### Source
╔══

Can We Reverse the Tide?
We might take it for granted, but water is singularly the most important part of life in Southwest Florida. It’s the reason for our existence and our biggest headache. Its abundance brings the bounties of our paradise—from boating and fishing on the Gulf of Mexico to our plentiful produce and citrus.
But the sheer quantities of water in South Florida, combined with our possibly misguided development and agricultural practices, also create the biggest challenges facing our precious ecosystems. We come to Florida to live a fruitful, relaxing life, but the excess of our indulgences are causing a strain on the environment, especially our water.
It might seem melodramatic to call the battle for cleaner water the biggest obstacle facing our region, what with unemployment, a housing crisis and a fragile economy. But those things are part of the ebb and flow of business cycles. With water, the farther we let it slide the more difficult it becomes to bring it back. We’ve already suffered losses that cannot be repaired.

╚══

### Request 1
Render this sentence from the passage on water in Southwest Florida into Spanish: "It’s the reason for our existence and our biggest headache."
### Request 2
From the passage on water in Southwest Florida, pull out the stretch from "It might seem" through "cannot be repaired.", word for word.

### Dataset extract
╔══

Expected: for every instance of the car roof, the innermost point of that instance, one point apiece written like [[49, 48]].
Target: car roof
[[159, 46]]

╚══

### Exercise answer 1
Es la razón de nuestra existencia y nuestro mayor dolor de cabeza.

### Exercise answer 2
It might seem melodramatic to call the battle for cleaner water the biggest obstacle facing our region, what with unemployment, a housing crisis and a fragile economy. But those things are part of the ebb and flow of business cycles. With water, the farther we let it slide the more difficult it becomes to bring it back. We’ve already suffered losses that cannot be repaired.